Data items
※
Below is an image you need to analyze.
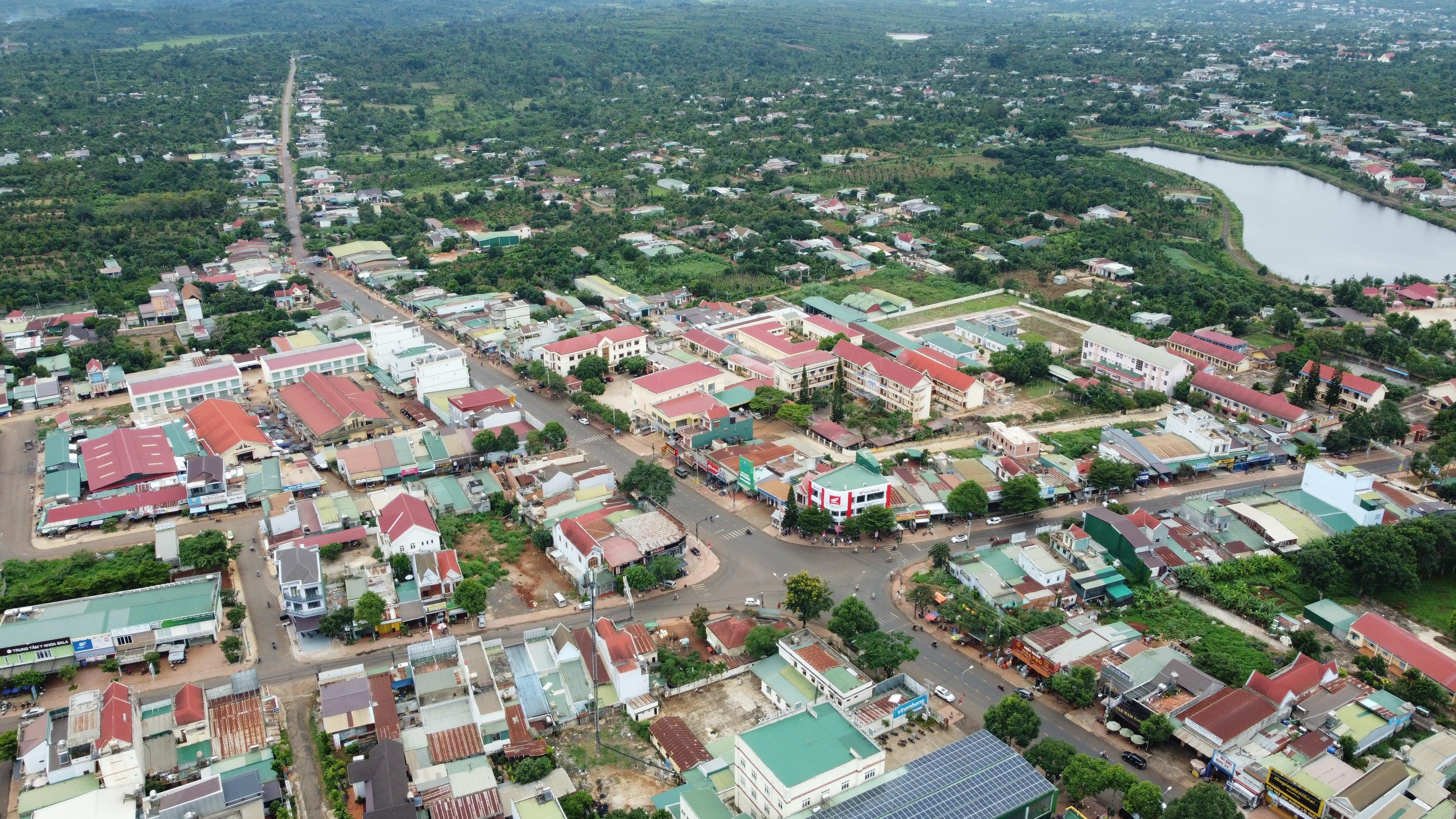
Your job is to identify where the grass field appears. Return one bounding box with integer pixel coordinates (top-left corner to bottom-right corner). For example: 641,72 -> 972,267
115,31 -> 272,51
1379,577 -> 1456,634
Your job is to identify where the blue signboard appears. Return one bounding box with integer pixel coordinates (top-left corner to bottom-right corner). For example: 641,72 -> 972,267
894,694 -> 930,720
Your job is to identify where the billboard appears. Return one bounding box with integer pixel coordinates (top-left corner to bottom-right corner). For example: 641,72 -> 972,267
738,455 -> 754,494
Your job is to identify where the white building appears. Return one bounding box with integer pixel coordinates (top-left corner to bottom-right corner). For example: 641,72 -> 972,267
734,703 -> 885,819
127,361 -> 243,411
1082,325 -> 1192,395
379,492 -> 440,558
258,341 -> 368,389
1299,458 -> 1385,526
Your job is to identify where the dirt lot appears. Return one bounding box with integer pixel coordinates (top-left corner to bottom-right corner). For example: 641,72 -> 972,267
555,711 -> 673,810
456,516 -> 577,618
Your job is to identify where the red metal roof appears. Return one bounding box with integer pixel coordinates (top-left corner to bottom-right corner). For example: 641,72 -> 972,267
186,398 -> 272,455
379,492 -> 440,541
278,373 -> 389,437
82,427 -> 178,492
1299,361 -> 1385,395
1350,612 -> 1456,691
632,361 -> 728,392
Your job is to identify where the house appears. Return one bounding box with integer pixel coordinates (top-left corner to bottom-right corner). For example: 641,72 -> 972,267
540,325 -> 646,376
1347,612 -> 1456,698
1190,372 -> 1318,433
274,546 -> 326,634
278,373 -> 397,444
186,398 -> 272,466
1082,325 -> 1191,396
1163,331 -> 1254,373
833,341 -> 932,421
1299,361 -> 1386,410
379,492 -> 440,557
630,361 -> 738,418
734,703 -> 885,819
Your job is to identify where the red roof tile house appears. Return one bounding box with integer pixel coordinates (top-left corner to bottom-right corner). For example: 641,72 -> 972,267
1163,332 -> 1254,373
834,341 -> 932,421
1243,654 -> 1340,708
82,427 -> 178,492
186,398 -> 272,466
379,492 -> 437,554
1174,688 -> 1284,756
1191,372 -> 1322,433
278,373 -> 397,444
1347,612 -> 1456,698
540,324 -> 646,376
1299,361 -> 1385,410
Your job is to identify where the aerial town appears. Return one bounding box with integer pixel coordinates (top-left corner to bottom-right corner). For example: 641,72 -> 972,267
0,0 -> 1456,819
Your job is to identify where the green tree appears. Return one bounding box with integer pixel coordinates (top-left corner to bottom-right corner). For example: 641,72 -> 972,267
354,592 -> 386,634
1022,736 -> 1077,780
855,631 -> 920,678
687,605 -> 712,640
930,541 -> 951,568
542,421 -> 566,449
319,606 -> 354,641
454,577 -> 491,617
619,459 -> 677,504
1137,714 -> 1174,746
495,427 -> 521,455
983,695 -> 1041,748
620,565 -> 658,594
855,506 -> 895,535
178,529 -> 242,571
1047,666 -> 1096,708
1123,783 -> 1163,819
824,596 -> 879,644
1162,783 -> 1239,819
743,625 -> 783,657
1000,475 -> 1044,514
945,481 -> 990,519
783,571 -> 834,627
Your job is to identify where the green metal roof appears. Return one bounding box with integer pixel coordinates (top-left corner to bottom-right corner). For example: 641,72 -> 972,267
0,580 -> 217,646
738,704 -> 879,787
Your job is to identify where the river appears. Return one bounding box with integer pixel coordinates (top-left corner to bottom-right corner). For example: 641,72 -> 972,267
1118,146 -> 1456,284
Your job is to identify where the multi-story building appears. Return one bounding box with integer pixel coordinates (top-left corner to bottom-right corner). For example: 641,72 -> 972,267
540,325 -> 646,376
834,341 -> 930,421
258,341 -> 368,389
1082,325 -> 1192,395
734,703 -> 885,819
794,450 -> 890,520
1300,361 -> 1385,410
1163,332 -> 1254,373
127,361 -> 243,411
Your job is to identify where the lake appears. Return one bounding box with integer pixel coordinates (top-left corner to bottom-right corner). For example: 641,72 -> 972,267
1118,146 -> 1456,283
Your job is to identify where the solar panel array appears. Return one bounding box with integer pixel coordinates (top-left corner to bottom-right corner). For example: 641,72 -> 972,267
817,730 -> 1056,819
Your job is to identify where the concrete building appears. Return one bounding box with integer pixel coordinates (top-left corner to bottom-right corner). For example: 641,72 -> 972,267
1082,325 -> 1192,395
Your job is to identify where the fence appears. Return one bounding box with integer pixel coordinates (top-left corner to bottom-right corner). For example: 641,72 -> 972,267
662,663 -> 753,697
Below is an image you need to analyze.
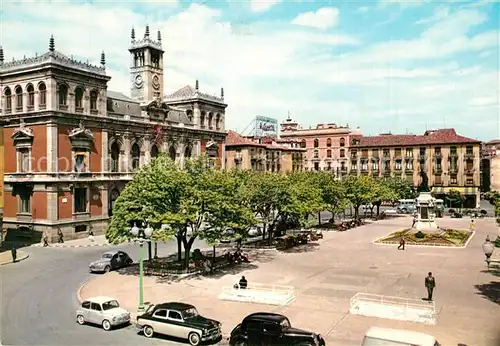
※
Copy every one of the records above word for word, and leave the pictures out of your copy.

EXERCISE OUTPUT:
Below is an image you need to analyze.
Your job is to identify where the grass field appears. Return one bounding box with integer pixel coordinates (top-left corner to bottom-right corner). For example: 641,72 -> 972,267
115,31 -> 272,51
1379,577 -> 1456,634
Your job is to identify where the blue signboard appears. Return one bounding box with integer pixel coordinates (top-left corner to bottom-right corner). For example: 641,72 -> 972,267
894,694 -> 930,720
Your job is to identify where the billboard appears. Return one bounding box with integer pixel coordinates (top-left corner to bottom-right corner). For example: 641,72 -> 972,267
738,455 -> 754,494
Your job is to identify where the white building appears. Return one bounding box with integer pixel coordinates (top-left corner to bottom-right corner). For example: 641,72 -> 972,267
734,703 -> 885,819
127,361 -> 243,411
1082,325 -> 1192,395
379,492 -> 440,558
258,341 -> 368,389
1299,458 -> 1385,526
Your job is to identify where the dirt lot appears. Return one bounding box with integer pixel coordinates (top-left corner to bottom-right corner). For example: 641,72 -> 972,267
555,711 -> 673,810
456,516 -> 577,618
Your job is to identify where the red metal roof appears. Return one bounding box with integer pixel coordinates (top-left corner to bottom-right corner). For example: 641,72 -> 972,267
186,398 -> 272,455
379,492 -> 440,541
278,373 -> 389,437
82,427 -> 178,492
1299,361 -> 1385,395
1350,612 -> 1456,691
632,361 -> 728,392
Your job is to identify where the house appears. Return one bounding box with integer pixel coordinates (top-left corner to bottom-right corner). For example: 641,72 -> 972,267
540,325 -> 646,376
1347,612 -> 1456,698
1190,372 -> 1318,433
274,546 -> 326,634
278,373 -> 397,444
186,398 -> 272,466
1082,325 -> 1191,396
1163,331 -> 1254,373
833,341 -> 932,421
1299,361 -> 1386,410
379,492 -> 440,557
630,361 -> 738,418
734,703 -> 885,819
Your job is to identify where the red roof tile house appears. Return one bounding box with integer pixel coordinates (top-left corner to bottom-right corner). For example: 641,72 -> 972,267
1163,332 -> 1254,373
834,341 -> 932,421
1243,654 -> 1340,708
82,427 -> 178,492
186,398 -> 272,466
379,492 -> 437,554
1174,688 -> 1284,756
1191,372 -> 1322,433
278,373 -> 397,444
1347,612 -> 1456,698
540,324 -> 646,376
1299,361 -> 1385,410
Your job is to identify where the aerial town appears. Return one bounding box with integer pixel coordinates (top-left corner to bottom-right corner). For example: 641,72 -> 972,267
0,0 -> 1456,819
Your job is to identify where the green tree appears. Return one bounding box with integer pixel coordinates (top-left corner to bottom-right corner). For example: 641,72 -> 972,267
354,592 -> 386,634
1022,736 -> 1077,780
855,631 -> 920,678
687,605 -> 712,640
930,541 -> 951,568
542,421 -> 566,449
319,606 -> 354,641
454,577 -> 491,617
619,459 -> 677,504
1137,714 -> 1174,746
495,427 -> 521,455
983,695 -> 1041,748
620,565 -> 658,594
855,506 -> 895,535
178,529 -> 242,571
1047,666 -> 1096,708
1123,783 -> 1163,819
824,596 -> 879,644
1162,783 -> 1239,819
743,625 -> 783,657
1000,475 -> 1044,514
945,481 -> 990,519
783,571 -> 834,627
Your job is to identify where the green metal roof appears. Return one bounding box with integer pixel coordinates (top-left corner to bottom-right corner). For example: 641,72 -> 972,267
0,580 -> 217,646
738,704 -> 879,787
Your job is to identify where the river appears. Return one bounding box with integer pixel coordinates (top-left corner to bottom-right corner). For example: 641,72 -> 972,267
1118,146 -> 1456,284
Your job is to identify where the multi-story building appears. Return one bounding box with integer pixel coordinates (top-left corner to bottom-right corner). For example: 641,72 -> 972,267
540,325 -> 646,376
834,341 -> 930,421
258,341 -> 368,389
1082,325 -> 1192,395
734,703 -> 885,819
794,450 -> 890,520
1300,361 -> 1385,410
1163,332 -> 1254,373
127,361 -> 243,411
Your job is to identify where the lake appears. Return one bounding box with integer pixel coordinates (top-left corner to bottom-right corner). For example: 641,72 -> 972,267
1118,146 -> 1456,283
Your job is to identify where the solar panel array appears. Return one bounding box with integer pixel coordinates (top-left corner to bottom-right corner). For example: 641,72 -> 972,267
817,730 -> 1056,819
Your job is to identify where the concrete building appears. Return one bounding box with integer pixel coordinates (top-left corner to bottom-right corner). For example: 641,72 -> 972,267
1082,325 -> 1192,395
Your job is to identify where the fence appears. Return one bounding box with integer pixel coordinates (top-left corner to bottom-right corner). For example: 641,72 -> 972,267
662,663 -> 753,697
Below is an image you need to analyze.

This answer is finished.